- _TASK REQUIREMENTS_
Output the full listing below exactly, without the pictures.

-- begin GIVEN DATA --

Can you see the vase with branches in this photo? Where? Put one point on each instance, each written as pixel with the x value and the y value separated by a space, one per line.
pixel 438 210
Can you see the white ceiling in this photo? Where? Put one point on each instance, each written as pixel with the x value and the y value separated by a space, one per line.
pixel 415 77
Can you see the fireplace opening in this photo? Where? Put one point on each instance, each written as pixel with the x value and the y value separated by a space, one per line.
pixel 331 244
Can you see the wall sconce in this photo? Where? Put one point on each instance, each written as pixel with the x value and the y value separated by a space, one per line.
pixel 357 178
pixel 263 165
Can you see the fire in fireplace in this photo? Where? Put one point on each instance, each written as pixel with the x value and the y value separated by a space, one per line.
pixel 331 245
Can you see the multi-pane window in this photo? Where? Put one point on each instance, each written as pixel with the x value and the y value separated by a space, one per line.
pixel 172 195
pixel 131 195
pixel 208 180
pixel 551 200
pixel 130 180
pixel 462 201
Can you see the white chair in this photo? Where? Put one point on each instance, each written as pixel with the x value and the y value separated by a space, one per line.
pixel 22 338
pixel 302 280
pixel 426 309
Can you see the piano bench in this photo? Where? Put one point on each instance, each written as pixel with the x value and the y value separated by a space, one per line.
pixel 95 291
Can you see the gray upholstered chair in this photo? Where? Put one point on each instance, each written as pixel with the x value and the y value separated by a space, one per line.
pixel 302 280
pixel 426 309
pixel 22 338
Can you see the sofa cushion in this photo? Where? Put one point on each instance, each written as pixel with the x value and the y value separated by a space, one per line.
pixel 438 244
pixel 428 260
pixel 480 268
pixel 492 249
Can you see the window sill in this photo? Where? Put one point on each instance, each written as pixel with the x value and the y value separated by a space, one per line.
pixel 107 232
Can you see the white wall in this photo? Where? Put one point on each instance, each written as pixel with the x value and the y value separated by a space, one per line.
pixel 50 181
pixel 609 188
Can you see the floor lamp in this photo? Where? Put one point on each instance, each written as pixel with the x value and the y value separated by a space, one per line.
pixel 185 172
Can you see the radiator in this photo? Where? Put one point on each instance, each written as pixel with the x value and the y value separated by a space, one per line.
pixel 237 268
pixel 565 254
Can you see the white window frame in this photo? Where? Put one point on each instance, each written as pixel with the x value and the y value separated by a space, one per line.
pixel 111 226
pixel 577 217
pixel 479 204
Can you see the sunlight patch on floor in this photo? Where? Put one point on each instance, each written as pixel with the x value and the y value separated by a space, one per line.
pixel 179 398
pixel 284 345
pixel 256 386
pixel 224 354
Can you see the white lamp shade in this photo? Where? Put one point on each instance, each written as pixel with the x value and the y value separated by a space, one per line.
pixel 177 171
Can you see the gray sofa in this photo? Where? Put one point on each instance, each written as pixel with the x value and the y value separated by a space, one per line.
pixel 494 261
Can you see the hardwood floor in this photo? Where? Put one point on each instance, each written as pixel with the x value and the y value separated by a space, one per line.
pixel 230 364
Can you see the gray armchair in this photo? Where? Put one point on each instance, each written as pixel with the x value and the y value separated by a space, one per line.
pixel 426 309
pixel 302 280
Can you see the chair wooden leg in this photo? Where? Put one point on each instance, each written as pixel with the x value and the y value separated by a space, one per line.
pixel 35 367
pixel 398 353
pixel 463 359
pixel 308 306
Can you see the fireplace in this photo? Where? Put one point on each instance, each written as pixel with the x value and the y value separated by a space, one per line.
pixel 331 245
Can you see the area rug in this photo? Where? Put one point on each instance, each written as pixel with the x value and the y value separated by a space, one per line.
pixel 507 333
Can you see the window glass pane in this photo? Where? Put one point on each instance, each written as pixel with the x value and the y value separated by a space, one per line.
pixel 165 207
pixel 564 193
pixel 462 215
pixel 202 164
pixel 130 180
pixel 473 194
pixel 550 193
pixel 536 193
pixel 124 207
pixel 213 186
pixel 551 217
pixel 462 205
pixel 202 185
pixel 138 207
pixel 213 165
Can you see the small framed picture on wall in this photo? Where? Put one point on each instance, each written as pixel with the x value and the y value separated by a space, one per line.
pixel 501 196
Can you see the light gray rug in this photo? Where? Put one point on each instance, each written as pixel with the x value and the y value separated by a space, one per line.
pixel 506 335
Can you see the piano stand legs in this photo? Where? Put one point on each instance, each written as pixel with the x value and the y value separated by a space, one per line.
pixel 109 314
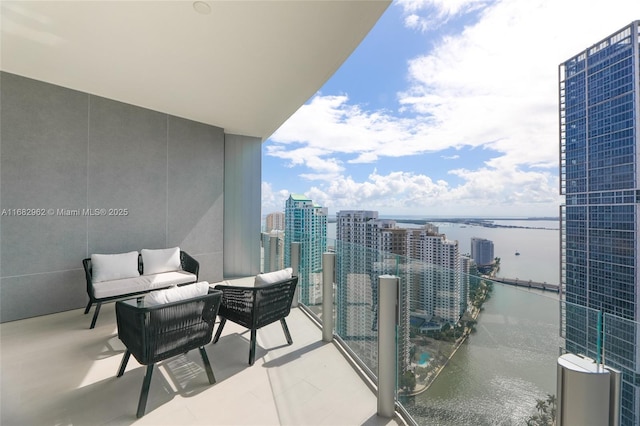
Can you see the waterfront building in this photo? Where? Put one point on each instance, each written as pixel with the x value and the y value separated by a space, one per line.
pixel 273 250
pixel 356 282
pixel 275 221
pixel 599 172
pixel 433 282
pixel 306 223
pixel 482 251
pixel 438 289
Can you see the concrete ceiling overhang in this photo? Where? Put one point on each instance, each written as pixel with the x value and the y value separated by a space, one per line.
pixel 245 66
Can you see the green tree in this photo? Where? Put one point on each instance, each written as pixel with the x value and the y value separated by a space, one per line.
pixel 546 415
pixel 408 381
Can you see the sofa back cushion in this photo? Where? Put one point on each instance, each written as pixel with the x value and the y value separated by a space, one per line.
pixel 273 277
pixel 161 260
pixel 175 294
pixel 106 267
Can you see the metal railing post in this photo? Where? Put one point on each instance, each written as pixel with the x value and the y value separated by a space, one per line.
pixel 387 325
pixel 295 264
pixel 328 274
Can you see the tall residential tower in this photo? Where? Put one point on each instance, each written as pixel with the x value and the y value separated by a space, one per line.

-- end GIVEN DATA --

- _FINISHED EXERCISE_
Can you see the vase with branches in this photo? Where? Put one point on each instance, each written as pixel with the x value and the y value separated by a space, one per line.
pixel 438 210
Can you see the white ceiling in this photo? Where? Put one point on each instance, each written as pixel with the x value and the y value separated by a space, one per line.
pixel 415 77
Can you see the fireplace opening in this photo? Where? Put one point on each instance, each written as pixel with the x value and the y value separated by a space, one per line.
pixel 331 244
Can you see the wall sconce in this photo? Where? Put one point on each instance, each written as pixel with the x value and the y value separated by a space, one per line.
pixel 357 178
pixel 263 165
Can you see the fire in fireplace in this photo? Where? Put one point on each instance, each written as pixel with the x value and the y value separated by a space, one per line.
pixel 331 245
Can you see the multi-pane window in this photo? Where? Put one point on each instance, each written as pixel with the x value and the y value separated by a space, one per line.
pixel 172 195
pixel 131 195
pixel 208 180
pixel 551 200
pixel 130 180
pixel 462 201
Can you see the white chair in this photo? Where? Put one point on each instance, each written as pixel with the x value and the y value separated by a space, one per line.
pixel 22 338
pixel 302 280
pixel 426 309
Can you see the piano bench in this photo? Where? Put one point on each instance, each written as pixel with the x value and the y value separated by a space, one per line.
pixel 95 291
Can you see the gray upholstered chair in this photo? Where? Put one point on each instance, each written as pixel with the x value and the y value separated by a space, one per line.
pixel 302 280
pixel 426 309
pixel 22 338
Can you see the sofa cushion in this photo? Where? Put one point on each instance, each written as pixel with the x value and the y value separated by a space, one per line.
pixel 438 244
pixel 428 260
pixel 480 268
pixel 492 249
Can you see the window sill in this photo? Where? Put one point on each instance, each written as pixel with the x value and the y value separated by a space, one per line.
pixel 107 232
Can you see the white wall in this photo? Where? Put one point on each instance, each written as pixel with the x value and the y value separated by a space, one per line.
pixel 50 181
pixel 609 188
Can you see the floor lamp in this photo? Where? Put one point on each instance, each written as pixel with the x value and the y value separated by a space, one per line.
pixel 185 172
Can you see the radiator in this photo? Where? Put one point on each instance, each written as pixel with the x value and the y value separated by a space, one per line.
pixel 237 268
pixel 565 254
Can you see the white window frame in this photo? Where? Put one point on each instance, each written as pixel with the x value and the y value separated by a space, one per line.
pixel 111 226
pixel 577 217
pixel 479 204
Can you see the sunlight patch on floor in this photo? Where? Put one point on each instance, each written as pixel with the x value and the y value separated by a space, one per line.
pixel 179 398
pixel 284 345
pixel 256 386
pixel 224 354
Can you see the white lamp shade in this photo? Where? Put one point on each instance, each written as pixel with the x value and the y value separated by a space, one per line.
pixel 177 171
Can you see the gray sofa in this photo? Where? Put one point on each instance, each written as pixel with the x value and the y value separated by a space, one per line.
pixel 494 261
Can you see the hardwood floor in this photo? Where? Put one point on each instance, each written as pixel with the x value and the y value separated by a space, one per line.
pixel 230 364
Can you see the gray armchair in this photo? Where? Put one point on each instance, each written as pixel with the x value and the y value separated by a space, one per line.
pixel 426 309
pixel 302 280
Can you see the chair wooden leg in this photo? Where? Put one point on each instance, each written as pixel with the x value and the y value separated by a space, one per line.
pixel 35 367
pixel 398 353
pixel 463 359
pixel 308 306
Can you see the fireplace in this photo? Where? Put one point on each instance, each written as pixel with the x value and the y value separated by a space, one per line.
pixel 331 245
Can you see the area rug in this photo? Where? Put one point on each instance, each written as pixel with the x value and the y value separated by a space, one per line.
pixel 507 333
Can you see the window glass pane in this photo? Where? Put one point on each instance, each written as pixel with the x value and the y value separated by a space, one per line.
pixel 165 207
pixel 564 193
pixel 462 215
pixel 202 164
pixel 130 180
pixel 473 194
pixel 550 193
pixel 536 193
pixel 124 207
pixel 213 186
pixel 551 217
pixel 462 205
pixel 202 185
pixel 138 207
pixel 213 165
Can you see the small framed picture on wall in this photo? Where? Put one point on each instance, each written as pixel with the x value and the y value separated by a space, one per line.
pixel 501 196
Can you see the light gray rug in this photo? Where? Put one point on each instance, each written as pixel with the x value and the y value separated by a space, one per line.
pixel 506 335
Can you see the piano stand legs in this photo? Where? Put one point on each instance, each written as pixel with the x value and the y value separated by a space, one per line.
pixel 109 314
Can you see the waterfront building in this photo? Where? Put one point on each instance, each written as pixel with the x value and the y value separated by a space, one per line.
pixel 273 250
pixel 356 282
pixel 275 221
pixel 599 172
pixel 433 282
pixel 306 223
pixel 482 251
pixel 438 289
Can you see the concrete ceiling overhang in this photo? Where? Put one point on each instance, each written as pixel with the x value and the y value separated by a space, one per line.
pixel 245 66
Can you see the green tree in this photo? Where? Put one point on each instance, each written as pixel with the x value and the y value separated by a space, one per line.
pixel 546 415
pixel 408 381
Can you see the sofa back cushion in this photo? Where? Put one point on each instance, each written as pixel with the x value and the y value separated by a space, one per line.
pixel 273 277
pixel 161 260
pixel 175 294
pixel 106 267
Can you see the metal railing post in this photo? Where? Put one point on each instance, each written as pixel with the x value and the y value separated by a space, one per line.
pixel 387 325
pixel 295 264
pixel 328 274
Can you see the tall residential tower in this photo? Where? Put one point on each instance, each written as pixel with the x value and the y value separated by a space, one per line.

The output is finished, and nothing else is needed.